## [Task requirements]
1 – The article on choosing self defense classes below names three things most people weigh when picking a class. List them.
2 – According to the article on choosing self defense classes, how long has the writer been teaching self defense?
3 – Extend the article on choosing self defense classes, picking up right after its final sentence.

## [Provided passage]
----------------------------------------

Self Defense Classes in Austin TX – How To Select A Program
There are many things to consider when choosing self defense classes in Austin TX (or anywhere, for that matter). For the most part, you’re probably choosing a self defense class based on the three things most people consider; price, location, and style. This is understandable, since it’s the way most people would go about shopping for a martial art school.
However, we’re talking self-defense here, not martial arts training for sportive, artistic, or recreational purposes. Not that you can’t enjoy your self defense classes just as much as any other martial arts class; it’s just that your criteria for choosing a program should change drastically when it comes to defending yourself and your loved ones.
After 25 years in the martial arts and 20 years teaching self defense, I’ve found that most people base their choice on limited or inaccurate criteria. So, while price, location, and style are still considerations when selecting a self defense class, let’s examine a few other important considerations that are often overlooked by new self defense students.

----------------------------------------

Rows from a pointing dataset
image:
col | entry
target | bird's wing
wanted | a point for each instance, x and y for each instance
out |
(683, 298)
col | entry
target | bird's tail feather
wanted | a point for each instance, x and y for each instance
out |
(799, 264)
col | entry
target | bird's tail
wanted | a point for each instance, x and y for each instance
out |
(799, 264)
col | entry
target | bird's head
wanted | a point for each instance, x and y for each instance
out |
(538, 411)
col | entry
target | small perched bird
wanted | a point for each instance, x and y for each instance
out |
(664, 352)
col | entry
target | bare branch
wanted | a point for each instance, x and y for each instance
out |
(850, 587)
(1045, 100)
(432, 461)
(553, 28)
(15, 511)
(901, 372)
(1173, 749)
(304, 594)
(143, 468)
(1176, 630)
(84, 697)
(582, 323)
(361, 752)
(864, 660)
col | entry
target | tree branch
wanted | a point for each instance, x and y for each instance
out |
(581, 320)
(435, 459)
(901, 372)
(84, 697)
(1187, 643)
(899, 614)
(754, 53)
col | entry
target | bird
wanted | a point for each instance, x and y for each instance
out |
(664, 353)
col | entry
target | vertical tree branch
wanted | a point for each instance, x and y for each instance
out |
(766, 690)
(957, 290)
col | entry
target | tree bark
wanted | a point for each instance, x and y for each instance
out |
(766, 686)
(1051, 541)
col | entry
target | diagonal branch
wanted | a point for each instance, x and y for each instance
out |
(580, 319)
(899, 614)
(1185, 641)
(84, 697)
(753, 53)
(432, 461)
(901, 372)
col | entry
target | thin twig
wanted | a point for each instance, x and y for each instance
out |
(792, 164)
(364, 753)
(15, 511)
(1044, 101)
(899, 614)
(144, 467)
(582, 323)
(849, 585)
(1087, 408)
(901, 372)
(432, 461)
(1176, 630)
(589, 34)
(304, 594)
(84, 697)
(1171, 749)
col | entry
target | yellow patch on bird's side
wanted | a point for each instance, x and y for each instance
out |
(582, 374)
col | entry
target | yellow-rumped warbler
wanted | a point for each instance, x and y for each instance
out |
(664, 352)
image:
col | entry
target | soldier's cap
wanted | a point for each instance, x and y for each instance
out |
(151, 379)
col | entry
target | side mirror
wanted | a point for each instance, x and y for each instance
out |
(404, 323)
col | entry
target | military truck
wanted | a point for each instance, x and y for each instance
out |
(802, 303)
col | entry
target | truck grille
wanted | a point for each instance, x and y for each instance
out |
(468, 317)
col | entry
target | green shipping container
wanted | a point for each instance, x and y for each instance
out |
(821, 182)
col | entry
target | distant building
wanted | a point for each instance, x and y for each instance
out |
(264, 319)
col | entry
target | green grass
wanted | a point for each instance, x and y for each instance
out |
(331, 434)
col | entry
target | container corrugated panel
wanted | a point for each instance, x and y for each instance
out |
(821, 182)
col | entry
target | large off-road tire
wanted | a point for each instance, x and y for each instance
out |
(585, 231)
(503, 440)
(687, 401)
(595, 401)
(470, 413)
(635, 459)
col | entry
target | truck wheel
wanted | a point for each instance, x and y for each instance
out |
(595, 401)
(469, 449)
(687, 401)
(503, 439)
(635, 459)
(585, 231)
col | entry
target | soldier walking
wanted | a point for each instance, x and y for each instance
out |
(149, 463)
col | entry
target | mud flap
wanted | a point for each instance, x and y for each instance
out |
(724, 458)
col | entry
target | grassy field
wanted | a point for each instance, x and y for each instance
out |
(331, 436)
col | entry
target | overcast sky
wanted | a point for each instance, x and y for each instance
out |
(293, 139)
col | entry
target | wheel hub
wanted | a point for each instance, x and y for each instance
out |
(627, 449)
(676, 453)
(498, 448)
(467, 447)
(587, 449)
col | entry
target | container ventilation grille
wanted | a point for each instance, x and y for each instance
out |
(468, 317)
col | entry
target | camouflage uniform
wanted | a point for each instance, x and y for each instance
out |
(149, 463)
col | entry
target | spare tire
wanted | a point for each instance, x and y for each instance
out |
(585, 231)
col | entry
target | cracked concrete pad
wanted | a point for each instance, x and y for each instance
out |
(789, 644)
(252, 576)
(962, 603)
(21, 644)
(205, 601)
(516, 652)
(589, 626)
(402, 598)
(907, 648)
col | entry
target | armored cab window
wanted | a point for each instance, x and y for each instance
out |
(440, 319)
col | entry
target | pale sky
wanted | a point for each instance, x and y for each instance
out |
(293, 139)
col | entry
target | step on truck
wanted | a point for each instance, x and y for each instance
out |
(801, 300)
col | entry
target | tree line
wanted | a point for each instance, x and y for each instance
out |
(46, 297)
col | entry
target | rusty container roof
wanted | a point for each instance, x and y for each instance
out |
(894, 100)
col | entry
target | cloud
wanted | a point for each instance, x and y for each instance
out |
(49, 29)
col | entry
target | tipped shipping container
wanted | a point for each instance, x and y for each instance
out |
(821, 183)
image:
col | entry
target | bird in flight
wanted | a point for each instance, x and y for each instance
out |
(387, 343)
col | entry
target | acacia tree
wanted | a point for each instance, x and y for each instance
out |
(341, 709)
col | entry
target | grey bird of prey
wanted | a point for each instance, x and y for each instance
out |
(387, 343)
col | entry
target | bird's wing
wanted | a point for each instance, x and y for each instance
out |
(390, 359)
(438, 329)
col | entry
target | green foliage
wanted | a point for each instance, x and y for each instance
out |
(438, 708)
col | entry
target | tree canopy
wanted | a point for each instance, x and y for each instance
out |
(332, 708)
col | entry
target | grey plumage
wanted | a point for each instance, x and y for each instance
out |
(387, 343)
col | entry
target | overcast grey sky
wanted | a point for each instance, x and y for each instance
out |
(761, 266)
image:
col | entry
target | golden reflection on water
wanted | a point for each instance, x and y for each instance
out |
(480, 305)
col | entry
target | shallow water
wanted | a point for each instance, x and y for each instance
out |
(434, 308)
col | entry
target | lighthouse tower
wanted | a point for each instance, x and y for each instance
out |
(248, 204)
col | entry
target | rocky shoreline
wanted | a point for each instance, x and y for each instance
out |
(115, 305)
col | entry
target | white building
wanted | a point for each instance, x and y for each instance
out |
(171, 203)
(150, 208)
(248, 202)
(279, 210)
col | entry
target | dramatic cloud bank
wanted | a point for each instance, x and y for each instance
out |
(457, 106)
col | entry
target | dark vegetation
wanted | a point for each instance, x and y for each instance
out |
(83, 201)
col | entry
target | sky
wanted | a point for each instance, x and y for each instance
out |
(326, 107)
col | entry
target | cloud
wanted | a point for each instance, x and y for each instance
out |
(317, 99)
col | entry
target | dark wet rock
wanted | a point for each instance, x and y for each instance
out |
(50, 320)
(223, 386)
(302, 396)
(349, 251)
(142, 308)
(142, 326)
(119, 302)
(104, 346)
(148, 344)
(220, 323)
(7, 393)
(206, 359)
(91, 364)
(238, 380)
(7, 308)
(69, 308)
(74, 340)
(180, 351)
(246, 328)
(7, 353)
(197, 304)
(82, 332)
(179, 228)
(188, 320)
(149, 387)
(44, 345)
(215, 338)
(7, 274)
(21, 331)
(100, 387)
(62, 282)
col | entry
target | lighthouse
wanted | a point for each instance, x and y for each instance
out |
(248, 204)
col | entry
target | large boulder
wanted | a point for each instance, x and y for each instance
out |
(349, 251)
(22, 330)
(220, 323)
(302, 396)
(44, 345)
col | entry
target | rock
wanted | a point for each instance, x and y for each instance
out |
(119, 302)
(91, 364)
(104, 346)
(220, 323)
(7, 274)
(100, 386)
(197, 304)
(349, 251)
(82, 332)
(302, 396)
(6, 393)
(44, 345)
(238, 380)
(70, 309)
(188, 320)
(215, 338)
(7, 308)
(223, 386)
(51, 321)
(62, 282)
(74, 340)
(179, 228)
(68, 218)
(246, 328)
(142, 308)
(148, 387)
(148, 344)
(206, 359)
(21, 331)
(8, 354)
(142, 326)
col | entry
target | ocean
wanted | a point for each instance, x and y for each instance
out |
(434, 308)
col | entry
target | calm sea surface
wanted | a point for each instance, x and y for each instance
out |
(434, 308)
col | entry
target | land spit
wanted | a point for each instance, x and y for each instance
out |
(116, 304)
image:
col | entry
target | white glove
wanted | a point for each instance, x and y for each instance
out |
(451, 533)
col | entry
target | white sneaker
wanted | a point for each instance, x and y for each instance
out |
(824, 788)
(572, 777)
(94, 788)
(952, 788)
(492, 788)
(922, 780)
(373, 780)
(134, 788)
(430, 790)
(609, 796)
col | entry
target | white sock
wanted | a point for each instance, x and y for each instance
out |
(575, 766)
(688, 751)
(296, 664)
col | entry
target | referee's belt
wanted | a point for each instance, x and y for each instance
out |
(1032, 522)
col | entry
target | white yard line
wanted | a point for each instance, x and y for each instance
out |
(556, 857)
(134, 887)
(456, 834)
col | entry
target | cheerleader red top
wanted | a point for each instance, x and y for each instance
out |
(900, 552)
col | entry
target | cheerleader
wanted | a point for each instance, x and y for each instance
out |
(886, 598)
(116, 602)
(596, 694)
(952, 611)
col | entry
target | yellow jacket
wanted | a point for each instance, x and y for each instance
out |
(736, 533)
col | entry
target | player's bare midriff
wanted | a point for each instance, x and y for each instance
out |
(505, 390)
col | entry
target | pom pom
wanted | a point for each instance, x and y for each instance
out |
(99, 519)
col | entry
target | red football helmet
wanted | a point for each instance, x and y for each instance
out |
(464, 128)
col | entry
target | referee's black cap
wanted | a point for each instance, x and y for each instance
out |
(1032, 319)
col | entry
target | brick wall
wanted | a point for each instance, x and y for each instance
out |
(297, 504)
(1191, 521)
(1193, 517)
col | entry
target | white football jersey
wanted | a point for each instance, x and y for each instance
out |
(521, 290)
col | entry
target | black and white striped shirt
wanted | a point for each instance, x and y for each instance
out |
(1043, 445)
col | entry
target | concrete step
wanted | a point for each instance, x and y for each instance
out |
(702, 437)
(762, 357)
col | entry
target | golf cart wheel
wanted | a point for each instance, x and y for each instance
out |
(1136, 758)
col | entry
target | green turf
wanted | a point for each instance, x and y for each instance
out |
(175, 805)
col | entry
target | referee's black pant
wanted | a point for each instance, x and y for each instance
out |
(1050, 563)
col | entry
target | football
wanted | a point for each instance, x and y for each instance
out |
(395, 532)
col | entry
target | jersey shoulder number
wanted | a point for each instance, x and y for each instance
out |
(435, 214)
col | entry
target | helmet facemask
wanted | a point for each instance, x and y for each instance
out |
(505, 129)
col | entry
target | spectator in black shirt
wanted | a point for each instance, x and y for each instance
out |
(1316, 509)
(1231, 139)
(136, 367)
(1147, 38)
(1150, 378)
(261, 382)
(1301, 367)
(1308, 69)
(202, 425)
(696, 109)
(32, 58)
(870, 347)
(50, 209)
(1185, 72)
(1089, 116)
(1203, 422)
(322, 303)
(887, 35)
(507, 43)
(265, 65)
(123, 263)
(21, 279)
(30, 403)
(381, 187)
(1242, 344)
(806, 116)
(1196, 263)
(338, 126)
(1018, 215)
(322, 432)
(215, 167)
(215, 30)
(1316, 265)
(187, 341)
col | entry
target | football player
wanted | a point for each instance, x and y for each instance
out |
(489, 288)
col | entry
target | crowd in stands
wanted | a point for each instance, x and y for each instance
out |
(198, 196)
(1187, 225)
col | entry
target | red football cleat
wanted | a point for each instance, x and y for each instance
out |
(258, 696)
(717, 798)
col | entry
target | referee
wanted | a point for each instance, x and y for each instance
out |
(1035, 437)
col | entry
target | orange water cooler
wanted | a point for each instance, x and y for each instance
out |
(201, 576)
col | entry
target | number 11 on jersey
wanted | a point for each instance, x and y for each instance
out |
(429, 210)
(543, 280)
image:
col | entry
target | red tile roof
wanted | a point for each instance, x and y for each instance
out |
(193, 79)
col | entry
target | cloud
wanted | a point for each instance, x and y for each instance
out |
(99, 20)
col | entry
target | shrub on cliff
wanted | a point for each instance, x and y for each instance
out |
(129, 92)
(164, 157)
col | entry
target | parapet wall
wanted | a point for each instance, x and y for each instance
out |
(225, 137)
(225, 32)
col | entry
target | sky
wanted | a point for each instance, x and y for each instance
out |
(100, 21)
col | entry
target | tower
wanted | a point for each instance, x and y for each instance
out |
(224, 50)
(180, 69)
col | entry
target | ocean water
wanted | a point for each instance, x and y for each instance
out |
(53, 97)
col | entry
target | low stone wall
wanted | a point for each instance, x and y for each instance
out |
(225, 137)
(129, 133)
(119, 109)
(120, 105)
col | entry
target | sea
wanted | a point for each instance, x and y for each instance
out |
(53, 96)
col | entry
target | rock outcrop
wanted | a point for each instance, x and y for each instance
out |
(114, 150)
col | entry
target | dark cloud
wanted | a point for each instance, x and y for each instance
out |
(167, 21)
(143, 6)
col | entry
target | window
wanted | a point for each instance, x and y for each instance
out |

----------------------------------------

## [Responses to the exercise]
1 – price, location, style

2 – 20 years

3 –
Choosing Self Defense Training Based On Specificity of Purpose
It may surprise you to know that not every system of martial arts is meant to be used for self-defense. In fact, many martial arts are practiced primarily for purposes of competing in martial sporting events, for self-improvement, or for the preservation of a historically or culturally significant art form.
Still others only deal with a small part of the full self defense spectrum. Most arts only focus on a single area, such as striking, or locking, or throwing, or weaponry, or competition… the list is endless. Many of these narrowly focused styles are not geared specifically for self-defense applications, and are at best only marginally useful for self preservation in a violent confrontation.
Not to say that all specialized martial arts styles are worthless for protecting yourself. On the contrary, many such martial arts styles contain applications and techniques that are well-suited for specific self-defense scenarios. However, the narrow focus leaves you with a limited range of tactics and responses should you be involved in a violent confrontation. And, if you want to be well prepared to protect yourself should the need arise, you need to have learned and practiced a wide variety of skills to cover multiple scenarios and situations.
Even the beginners in our classes are exposed to a wide variety of “tools” to use in self-defense. Our Level I Self Defense curriculum teaches boxing, kickboxing, unorthodox strikes, blocks, shields, locks, trips, sweeps, throws, as well as basic escapes should you end up wrestling on the ground.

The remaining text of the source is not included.